> _Objective_: Can you quote every one of the records below, line for line and without a single change?

Point annotation dataset records:
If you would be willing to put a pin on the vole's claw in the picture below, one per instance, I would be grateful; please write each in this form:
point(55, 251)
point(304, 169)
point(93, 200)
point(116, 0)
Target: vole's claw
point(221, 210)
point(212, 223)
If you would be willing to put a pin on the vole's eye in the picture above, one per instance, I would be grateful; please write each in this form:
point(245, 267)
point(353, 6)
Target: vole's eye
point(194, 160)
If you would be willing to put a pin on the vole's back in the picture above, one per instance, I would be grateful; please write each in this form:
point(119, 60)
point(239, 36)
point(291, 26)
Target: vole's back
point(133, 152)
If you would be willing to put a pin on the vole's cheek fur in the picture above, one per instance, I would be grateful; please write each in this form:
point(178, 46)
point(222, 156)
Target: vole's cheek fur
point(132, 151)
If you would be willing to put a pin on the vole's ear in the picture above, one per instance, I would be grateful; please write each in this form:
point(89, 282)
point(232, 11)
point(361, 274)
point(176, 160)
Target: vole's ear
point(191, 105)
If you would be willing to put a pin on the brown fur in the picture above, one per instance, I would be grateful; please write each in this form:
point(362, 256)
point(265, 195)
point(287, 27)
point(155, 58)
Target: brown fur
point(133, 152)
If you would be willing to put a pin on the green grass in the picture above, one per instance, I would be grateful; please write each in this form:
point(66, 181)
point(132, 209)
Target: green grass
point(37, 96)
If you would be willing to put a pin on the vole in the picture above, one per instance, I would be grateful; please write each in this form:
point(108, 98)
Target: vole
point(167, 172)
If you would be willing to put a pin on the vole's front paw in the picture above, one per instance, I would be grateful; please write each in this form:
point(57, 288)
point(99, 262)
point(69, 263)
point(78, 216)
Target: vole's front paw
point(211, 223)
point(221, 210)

> _Task output_:
If you would be willing to put a pin on the vole's claw in the picture below, one per instance, I would be grateful; please write each in this form:
point(55, 251)
point(304, 169)
point(93, 200)
point(116, 0)
Target: vole's claw
point(221, 210)
point(212, 223)
If you would be willing to put a pin on the vole's eye in the picture above, one per instance, I would be grateful; please write each in this form:
point(245, 267)
point(353, 6)
Target: vole's eye
point(194, 160)
If you would be willing to put a pin on the vole's back in the picture above, one per instance, I would be grateful; please write each in this form:
point(119, 60)
point(239, 36)
point(291, 26)
Target: vole's back
point(133, 152)
If you would be willing to put a pin on the vole's cheek fur in the picture above, one per instance, I would be grateful; please write each in this form:
point(178, 46)
point(222, 156)
Target: vole's cheek fur
point(132, 151)
If you would be willing to put a pin on the vole's ear in the picture above, one per instance, I would be grateful; please write each in this form:
point(89, 282)
point(232, 11)
point(361, 274)
point(176, 160)
Target: vole's ear
point(191, 105)
If you would be willing to put a pin on the brown fur in the picture above, one per instance, I would be grateful; please write each in this form:
point(362, 256)
point(265, 195)
point(287, 27)
point(155, 58)
Target: brown fur
point(133, 152)
If you would be willing to put a pin on the green grass in the picture above, one per instance, I would be grateful; please write each in this form:
point(66, 181)
point(132, 209)
Target: green grass
point(37, 96)
If you would be willing to put a pin on the vole in the picture above, one per instance, I would be grateful; please write each in this form:
point(108, 98)
Target: vole
point(167, 172)
If you would be willing to put a pin on the vole's front paw in the picture above, one per instance, I would be grateful; please write each in this form:
point(57, 288)
point(99, 262)
point(69, 263)
point(78, 216)
Target: vole's front paw
point(211, 223)
point(221, 210)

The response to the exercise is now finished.